TAREFA PEDIDA 1:
Transcreva, por favor, do texto sobre perdas por imparidade em clientes, o trecho que abre com as palavras que contêm "No caso em apreço" e fecha com "16a) da NCRF 27.".

SECÇÃO DO TEXTO:
.....

Determinada empresa emitiu em abril de 2022 uma fatura de uma prestação de serviços com vencimento imediato e efetuou várias diligências para o seu recebimento (e-mails), nunca tendo recebido resposta, até que é informada de que o cliente foi declarado insolvente por sentença judicial proferida.
Ainda que esteja ultrapassado o prazo legal de reclamação de créditos, a empresa, contabilisticamente, pode reconhecer a 100 por cento a perda por imparidade registando:
- Débito da conta 217 - Clientes - cobrança duvidosa, por contrapartida a crédito da conta 211 - Clientes c/c, pelo valor total da dívida; e
- Débito da conta 65 - Perdas por imparidade, por contrapartida a crédito da conta 219 - Clientes - Perdas por imparidade acumuladas.
Em termos fiscais, esta imparidade pode ser deduzida ao lucro tributável?

Parecer técnico

O pedido de parecer está relacionado com o tratamento contabilístico e fiscal das perdas por imparidade em clientes.
No caso em apreço a entidade recebeu uma notificação de que um cliente foi declarado insolvente por sentença judicial.

Procedimento contabilístico

Em termos contabilísticos, as dívidas a receber, nomeadamente dívidas de clientes ou outros devedores, têm o seu tratamento contabilístico previsto na norma contabilística e de relato financeiro (NRF) n.º 27 - Instrumentos financeiros, estando definidas como ativos financeiros (parágrafo 5).
Em termos de mensuração, os ativos financeiros com maturidade definida, ou seja, com um prazo de vencimento definido à partida, devem ser registados ao custo (ou ao custo amortizado) menos perdas por imparidade, conforme previsto no parágrafo 12 e 16a) da NCRF 27.
Como exemplo de ativos financeiros com maturidade definida, a NCRF 27 refere as dívidas a receber de clientes, que deverão ser mensuradas ao custo (ou custo amortizado) menos perdas por imparidade.
O reconhecimento das perdas por imparidade destas dívidas a receber de clientes deve ser avaliada em cada data de relato, ou seja, no final do período contabilístico. No entanto, este reconhecimento de perdas por imparidade apenas deve ser efetuado se existir uma evidência objetiva de um evento de perda, conforme referido no parágrafo 24 da NCRF 27.
Quando existam dúvidas na cobrabilidade de uma dívida a receber de clientes deve ser reconhecida uma perda por imparidade, nos termos referidos de seguida.
No parágrafo 25, a NCRF 27 estabelece alguns tipos de evidências objetivas de eventos de perda para se verificar se existe a necessidade, ou não, do reconhecimento da perda de imparidade, como por exemplo: significativa dificuldade financeira do devedor; não pagamento ou incumprimento no pagamento do juro ou amortização da dívida no prazo estabelecido contratualmente; probabilidade de o devedor entrar em falência (Insolvência); e outras.
Com a verificação de evidências objetivas da existência destes eventos de perda, a entidade passa a reconhecer a perda por imparidade, reduzindo, ou anulando na totalidade, o valor do ativo.

.....

DADOS FORNECIDOS:
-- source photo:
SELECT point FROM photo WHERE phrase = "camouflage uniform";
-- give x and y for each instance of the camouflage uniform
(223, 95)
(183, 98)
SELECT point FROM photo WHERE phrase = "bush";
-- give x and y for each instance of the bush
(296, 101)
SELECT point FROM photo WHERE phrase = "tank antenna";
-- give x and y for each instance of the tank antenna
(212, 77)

.....

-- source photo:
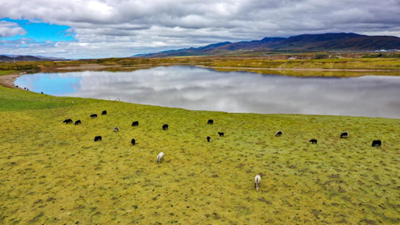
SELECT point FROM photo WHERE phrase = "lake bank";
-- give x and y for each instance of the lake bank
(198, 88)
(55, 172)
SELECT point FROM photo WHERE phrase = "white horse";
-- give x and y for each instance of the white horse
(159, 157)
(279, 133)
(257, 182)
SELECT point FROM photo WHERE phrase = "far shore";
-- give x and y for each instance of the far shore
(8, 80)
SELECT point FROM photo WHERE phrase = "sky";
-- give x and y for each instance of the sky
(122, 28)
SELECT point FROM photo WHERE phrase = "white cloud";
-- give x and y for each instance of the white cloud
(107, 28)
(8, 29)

.....

TAREFA PEDIDA 2:
Extraia das entradas todas as linhas em que aparece a palavra "instance".

RESPOSTA COMPLETA 1:
No caso em apreço a entidade recebeu uma notificação de que um cliente foi declarado insolvente por sentença judicial.

Procedimento contabilístico

Em termos contabilísticos, as dívidas a receber, nomeadamente dívidas de clientes ou outros devedores, têm o seu tratamento contabilístico previsto na norma contabilística e de relato financeiro (NRF) n.º 27 - Instrumentos financeiros, estando definidas como ativos financeiros (parágrafo 5).
Em termos de mensuração, os ativos financeiros com maturidade definida, ou seja, com um prazo de vencimento definido à partida, devem ser registados ao custo (ou ao custo amortizado) menos perdas por imparidade, conforme previsto no parágrafo 12 e 16a) da NCRF 27.

RESPOSTA COMPLETA 2:
-- give x and y for each instance of the camouflage uniform
-- give x and y for each instance of the bush
-- give x and y for each instance of the tank antenna
-- give x and y for each instance of the lake bank
-- give x and y for each instance of the white horse
-- give x and y for each instance of the far shore
-- give x and y for each instance of the sky
-- give x and y for each instance of the white cloud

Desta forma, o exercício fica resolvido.